• **Source text**:
So full ingress/egress filtering isn't easy to achieve and vendor's equipment in active use might not even be able to support it. IMHO it's the only thing that will make all stateless protocols safer from being abused to either to amplify the attack, or hide the real location of the attackers. Some botnets out there are by far large enough to blow just about anybody out of the water, amplification is not needed as such by one of the larger botnets (do the math of upstream capacity times number of bots).

More references:

  • BCP 38, RFC 3704 best current practices regarding ingress filtering dating back to May 2000 and March 2004 respectively.
  • Unicast Reverse Path Forwarding: Aimed at ISPs; general understanding, a "cheap" way to link routing info in allowing traffic in the reverse direction.

So in the end, it's my opinion that pressure needs to be put on those ISPs that do not have full anti-spoofing measures for all their customers.

Now if you run a sizable network, you can help with this too: prevent all source addresses that aren't in your assigned official address space from leaving your network onto the Internet. You won't filter away valid traffic as you can't get answers anyway and you're doing your good deed (hint: log the traffic, it might point to misconfigured and/or infected hosts).

Dataset records:
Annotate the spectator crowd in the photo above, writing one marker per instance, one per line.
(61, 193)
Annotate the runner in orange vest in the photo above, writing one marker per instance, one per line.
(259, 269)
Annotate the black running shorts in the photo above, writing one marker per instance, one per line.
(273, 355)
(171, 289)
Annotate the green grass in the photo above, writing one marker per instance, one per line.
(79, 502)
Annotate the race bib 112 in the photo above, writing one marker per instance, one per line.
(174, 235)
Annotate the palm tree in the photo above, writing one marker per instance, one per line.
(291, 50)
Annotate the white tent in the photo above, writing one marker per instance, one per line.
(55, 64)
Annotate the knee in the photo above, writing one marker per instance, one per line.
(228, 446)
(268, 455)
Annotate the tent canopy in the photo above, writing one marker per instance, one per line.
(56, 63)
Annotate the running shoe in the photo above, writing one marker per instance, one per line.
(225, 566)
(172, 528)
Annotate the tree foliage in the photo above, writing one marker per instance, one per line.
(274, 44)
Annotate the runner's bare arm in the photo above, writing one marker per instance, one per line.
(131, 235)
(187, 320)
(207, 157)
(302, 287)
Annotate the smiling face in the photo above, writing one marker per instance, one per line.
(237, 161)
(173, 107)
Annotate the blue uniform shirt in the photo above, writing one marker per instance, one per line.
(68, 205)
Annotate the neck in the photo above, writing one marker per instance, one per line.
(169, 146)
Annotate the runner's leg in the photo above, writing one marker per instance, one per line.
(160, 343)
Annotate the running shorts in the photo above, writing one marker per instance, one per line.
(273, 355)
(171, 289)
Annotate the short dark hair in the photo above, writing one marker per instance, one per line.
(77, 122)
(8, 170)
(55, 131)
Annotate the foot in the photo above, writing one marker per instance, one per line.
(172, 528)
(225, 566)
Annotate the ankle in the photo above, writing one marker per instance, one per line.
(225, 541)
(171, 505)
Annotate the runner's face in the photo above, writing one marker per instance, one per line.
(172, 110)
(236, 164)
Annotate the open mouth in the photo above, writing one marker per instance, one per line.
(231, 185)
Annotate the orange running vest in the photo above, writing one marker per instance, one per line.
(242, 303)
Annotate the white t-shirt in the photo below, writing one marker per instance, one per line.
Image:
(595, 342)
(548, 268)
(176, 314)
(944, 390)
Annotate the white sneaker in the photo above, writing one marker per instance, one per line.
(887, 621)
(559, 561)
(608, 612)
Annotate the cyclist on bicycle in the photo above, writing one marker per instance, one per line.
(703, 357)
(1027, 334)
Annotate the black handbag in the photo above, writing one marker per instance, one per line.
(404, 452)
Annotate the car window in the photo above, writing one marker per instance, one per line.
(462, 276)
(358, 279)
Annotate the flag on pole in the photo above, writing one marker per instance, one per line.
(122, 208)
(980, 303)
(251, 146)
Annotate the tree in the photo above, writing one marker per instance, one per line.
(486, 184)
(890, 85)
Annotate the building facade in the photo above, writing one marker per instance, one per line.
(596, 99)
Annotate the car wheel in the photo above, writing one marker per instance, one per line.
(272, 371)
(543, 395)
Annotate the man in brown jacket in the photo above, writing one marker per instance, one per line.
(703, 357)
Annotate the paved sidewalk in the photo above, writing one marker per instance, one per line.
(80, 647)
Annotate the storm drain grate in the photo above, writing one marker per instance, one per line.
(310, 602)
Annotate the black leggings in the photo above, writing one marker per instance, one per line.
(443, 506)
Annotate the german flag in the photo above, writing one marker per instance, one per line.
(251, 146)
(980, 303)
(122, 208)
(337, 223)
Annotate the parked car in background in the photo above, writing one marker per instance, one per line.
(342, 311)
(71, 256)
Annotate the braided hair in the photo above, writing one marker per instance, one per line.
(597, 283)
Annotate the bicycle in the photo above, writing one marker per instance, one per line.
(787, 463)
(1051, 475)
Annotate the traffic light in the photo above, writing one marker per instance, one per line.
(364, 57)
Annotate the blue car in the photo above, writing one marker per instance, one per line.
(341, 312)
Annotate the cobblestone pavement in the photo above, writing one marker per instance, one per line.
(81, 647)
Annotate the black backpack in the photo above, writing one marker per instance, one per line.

• **Work required**:
Carry on the passage about ingress filtering and source-address spoofing, beginning right after its final sentence.

• **Written reply**:
If you're an intermediate victim, please do not see this text as an excuse not to help minimize the ongoing attacks by removing long root cache replies. You're in a position to help (as little as each of you can individually), please do so even if you're not the root cause of the problem.

--
Swa Frantzen -- Section 66 

Keywords: DDoS DNS spoofing
2 comment(s)

Comments

I've had to deal with spoofed IP and egress filtering for about 8 years now and one thing I've come to understand is that it's simply not possible.

It's simply too complex to implement properly to work: it's much cheaper for the ISP to deal with the consequences (i.e. slight traffic increase unless they are on the receiving end) than fix it. In consequence, it will never be fixed for any meaningful portion of the IPv4 space.

The real problem here is DNS. That dinosaur of a protocol is everywhere: there isn't a single IPv4 machine that doesn't understand it, DNS servers are numerous and (relatively) arcane to configure correctly, the infrastructure is waaay to fogiving to improperly configured servers and the core protocol is stateless. I can't think of a single example of a more dangerous protocol out there: even SMTP is better.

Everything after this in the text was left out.